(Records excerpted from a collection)
[BEGIN]
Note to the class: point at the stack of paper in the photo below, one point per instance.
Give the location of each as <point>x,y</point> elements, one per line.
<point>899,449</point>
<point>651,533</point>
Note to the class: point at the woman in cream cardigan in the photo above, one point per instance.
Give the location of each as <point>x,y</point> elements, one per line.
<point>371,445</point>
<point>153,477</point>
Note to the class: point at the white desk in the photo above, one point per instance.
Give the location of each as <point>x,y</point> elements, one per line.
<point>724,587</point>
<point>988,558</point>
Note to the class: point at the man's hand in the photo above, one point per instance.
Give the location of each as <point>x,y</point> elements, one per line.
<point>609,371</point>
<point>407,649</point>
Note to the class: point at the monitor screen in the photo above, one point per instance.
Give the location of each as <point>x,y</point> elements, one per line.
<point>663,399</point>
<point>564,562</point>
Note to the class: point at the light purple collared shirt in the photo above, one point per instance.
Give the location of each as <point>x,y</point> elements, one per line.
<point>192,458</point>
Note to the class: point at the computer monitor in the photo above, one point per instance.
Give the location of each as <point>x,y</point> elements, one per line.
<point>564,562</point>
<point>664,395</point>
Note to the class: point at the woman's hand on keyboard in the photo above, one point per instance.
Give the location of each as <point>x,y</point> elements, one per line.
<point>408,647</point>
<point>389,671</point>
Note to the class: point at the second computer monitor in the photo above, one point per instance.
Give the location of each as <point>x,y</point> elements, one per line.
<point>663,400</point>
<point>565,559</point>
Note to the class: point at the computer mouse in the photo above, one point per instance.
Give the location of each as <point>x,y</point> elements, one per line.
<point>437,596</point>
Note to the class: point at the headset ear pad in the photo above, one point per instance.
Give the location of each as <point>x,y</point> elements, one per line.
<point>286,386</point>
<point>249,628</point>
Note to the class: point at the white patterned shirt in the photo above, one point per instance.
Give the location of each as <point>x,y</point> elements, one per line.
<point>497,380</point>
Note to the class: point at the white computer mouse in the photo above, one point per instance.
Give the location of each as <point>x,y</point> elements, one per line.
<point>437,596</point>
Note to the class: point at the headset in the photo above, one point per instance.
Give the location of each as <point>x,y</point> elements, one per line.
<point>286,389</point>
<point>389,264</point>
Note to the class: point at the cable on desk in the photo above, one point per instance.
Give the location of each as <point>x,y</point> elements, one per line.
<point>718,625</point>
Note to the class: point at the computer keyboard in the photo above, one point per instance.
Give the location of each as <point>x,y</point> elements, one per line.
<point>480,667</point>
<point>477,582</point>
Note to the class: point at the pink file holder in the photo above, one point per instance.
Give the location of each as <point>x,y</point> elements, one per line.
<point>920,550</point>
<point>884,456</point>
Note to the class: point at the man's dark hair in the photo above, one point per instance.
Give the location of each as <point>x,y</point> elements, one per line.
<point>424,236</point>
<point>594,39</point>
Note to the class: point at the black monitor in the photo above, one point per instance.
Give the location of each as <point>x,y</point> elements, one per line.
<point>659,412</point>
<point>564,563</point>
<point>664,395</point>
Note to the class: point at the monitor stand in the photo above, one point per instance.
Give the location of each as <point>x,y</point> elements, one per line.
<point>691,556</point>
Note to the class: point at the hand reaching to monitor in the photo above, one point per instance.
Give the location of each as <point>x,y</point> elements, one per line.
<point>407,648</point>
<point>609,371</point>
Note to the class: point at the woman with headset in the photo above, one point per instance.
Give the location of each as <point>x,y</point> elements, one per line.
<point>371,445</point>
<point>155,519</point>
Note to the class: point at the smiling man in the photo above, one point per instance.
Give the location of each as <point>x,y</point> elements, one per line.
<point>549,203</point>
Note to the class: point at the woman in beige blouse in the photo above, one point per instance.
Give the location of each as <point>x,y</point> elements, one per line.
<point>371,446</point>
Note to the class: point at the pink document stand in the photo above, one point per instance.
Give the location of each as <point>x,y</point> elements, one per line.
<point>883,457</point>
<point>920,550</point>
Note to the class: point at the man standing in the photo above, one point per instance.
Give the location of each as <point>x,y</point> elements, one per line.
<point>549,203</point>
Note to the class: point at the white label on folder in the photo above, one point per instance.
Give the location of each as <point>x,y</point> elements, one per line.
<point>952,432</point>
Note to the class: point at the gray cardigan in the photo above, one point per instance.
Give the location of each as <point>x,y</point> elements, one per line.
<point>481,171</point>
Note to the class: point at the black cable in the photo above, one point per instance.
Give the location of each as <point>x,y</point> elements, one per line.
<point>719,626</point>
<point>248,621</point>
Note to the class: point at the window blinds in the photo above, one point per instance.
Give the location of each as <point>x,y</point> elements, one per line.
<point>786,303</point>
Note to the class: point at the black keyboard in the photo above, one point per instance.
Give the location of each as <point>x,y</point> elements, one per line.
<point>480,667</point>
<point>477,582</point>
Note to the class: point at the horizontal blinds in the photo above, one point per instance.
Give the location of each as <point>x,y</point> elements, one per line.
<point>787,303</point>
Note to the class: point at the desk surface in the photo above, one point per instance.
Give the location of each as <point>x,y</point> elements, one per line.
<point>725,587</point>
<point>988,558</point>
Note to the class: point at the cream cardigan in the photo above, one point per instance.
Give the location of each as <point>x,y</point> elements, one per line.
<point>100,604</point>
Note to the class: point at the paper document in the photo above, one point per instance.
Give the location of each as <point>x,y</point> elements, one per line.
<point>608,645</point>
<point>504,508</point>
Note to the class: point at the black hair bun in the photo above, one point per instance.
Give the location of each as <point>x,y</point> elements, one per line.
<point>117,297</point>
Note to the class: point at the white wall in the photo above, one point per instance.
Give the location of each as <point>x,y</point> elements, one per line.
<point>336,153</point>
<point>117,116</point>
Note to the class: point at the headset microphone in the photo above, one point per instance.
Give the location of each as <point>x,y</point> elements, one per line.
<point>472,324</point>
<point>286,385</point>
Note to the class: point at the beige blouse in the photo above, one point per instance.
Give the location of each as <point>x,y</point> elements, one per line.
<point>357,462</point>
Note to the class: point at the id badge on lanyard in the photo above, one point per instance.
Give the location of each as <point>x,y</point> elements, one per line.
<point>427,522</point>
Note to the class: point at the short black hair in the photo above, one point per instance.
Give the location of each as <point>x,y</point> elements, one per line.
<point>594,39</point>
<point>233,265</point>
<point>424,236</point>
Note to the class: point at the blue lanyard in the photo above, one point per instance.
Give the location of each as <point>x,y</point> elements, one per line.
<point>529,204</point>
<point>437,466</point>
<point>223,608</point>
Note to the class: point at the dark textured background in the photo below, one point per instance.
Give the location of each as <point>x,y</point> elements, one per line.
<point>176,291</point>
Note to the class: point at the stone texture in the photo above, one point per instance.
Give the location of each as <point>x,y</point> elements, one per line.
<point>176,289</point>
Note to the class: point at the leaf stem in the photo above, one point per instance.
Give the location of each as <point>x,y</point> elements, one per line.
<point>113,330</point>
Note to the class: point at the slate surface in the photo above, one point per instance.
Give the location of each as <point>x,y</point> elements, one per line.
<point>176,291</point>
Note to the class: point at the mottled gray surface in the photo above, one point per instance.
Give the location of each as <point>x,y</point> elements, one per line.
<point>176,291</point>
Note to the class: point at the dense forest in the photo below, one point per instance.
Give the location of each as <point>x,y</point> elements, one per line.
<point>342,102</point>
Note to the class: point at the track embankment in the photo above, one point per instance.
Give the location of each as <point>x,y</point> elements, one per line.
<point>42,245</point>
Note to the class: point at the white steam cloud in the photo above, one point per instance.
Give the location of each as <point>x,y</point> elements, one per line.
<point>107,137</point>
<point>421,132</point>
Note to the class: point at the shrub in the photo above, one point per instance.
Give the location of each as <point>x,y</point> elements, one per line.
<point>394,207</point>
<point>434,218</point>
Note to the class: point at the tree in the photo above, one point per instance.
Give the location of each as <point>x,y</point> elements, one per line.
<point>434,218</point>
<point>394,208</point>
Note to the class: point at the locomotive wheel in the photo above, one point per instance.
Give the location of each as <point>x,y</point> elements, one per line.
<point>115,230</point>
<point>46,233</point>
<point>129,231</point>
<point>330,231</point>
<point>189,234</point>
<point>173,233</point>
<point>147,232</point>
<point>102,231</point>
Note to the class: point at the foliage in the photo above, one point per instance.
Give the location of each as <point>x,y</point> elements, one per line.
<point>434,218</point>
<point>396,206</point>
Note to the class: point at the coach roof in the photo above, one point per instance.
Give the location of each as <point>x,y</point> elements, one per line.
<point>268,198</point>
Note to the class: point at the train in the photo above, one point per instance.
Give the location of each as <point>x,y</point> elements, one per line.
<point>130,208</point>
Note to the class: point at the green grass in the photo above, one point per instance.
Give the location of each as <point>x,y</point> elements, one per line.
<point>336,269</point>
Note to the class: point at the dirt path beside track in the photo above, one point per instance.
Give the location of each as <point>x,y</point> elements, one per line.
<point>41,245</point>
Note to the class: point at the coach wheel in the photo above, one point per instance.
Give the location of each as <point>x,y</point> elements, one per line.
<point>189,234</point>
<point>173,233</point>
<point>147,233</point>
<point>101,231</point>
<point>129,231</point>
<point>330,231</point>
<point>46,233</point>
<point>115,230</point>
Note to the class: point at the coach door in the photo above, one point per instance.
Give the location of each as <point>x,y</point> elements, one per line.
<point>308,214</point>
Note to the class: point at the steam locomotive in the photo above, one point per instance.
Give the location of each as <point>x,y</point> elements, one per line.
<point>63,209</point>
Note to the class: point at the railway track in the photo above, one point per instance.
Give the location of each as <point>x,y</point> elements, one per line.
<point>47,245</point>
[END]
Update the data beginning at the line that contains "Note to the class: point at the black keyboard" and ending after the line that contains "<point>117,116</point>", replacing "one point per instance" with "one point for each instance" throughout and leaving everything else unchanged.

- Answer below -
Note to the class: point at the black keyboard in the photo above, one point for each instance.
Give the location of each as <point>x,y</point> elements, one per line.
<point>480,667</point>
<point>477,582</point>
Note to the class: point at the horizontal blinds in the photo above, one point for each instance.
Give the location of each as <point>x,y</point> elements, one per line.
<point>787,303</point>
Note to the class: point at the desk surface in the photo above, one point for each instance.
Give the location of each as <point>x,y</point> elements, one per line.
<point>725,587</point>
<point>988,558</point>
Note to the class: point at the cream cardigan in the photo above, one point for each instance.
Give the location of each as <point>x,y</point> elements, one per line.
<point>100,604</point>
Note to the class: point at the paper document in the photo above, one point for each instance.
Give the location of each as <point>x,y</point> elements, one per line.
<point>608,645</point>
<point>504,508</point>
Note to the class: point at the black hair bun in the photo above, one point for each instance.
Give the location of each as <point>x,y</point> elements, one per line.
<point>117,297</point>
Note to the class: point at the white wall in the photo above, one point for each instance.
Give the location of each as <point>x,y</point> elements, one per line.
<point>336,153</point>
<point>117,116</point>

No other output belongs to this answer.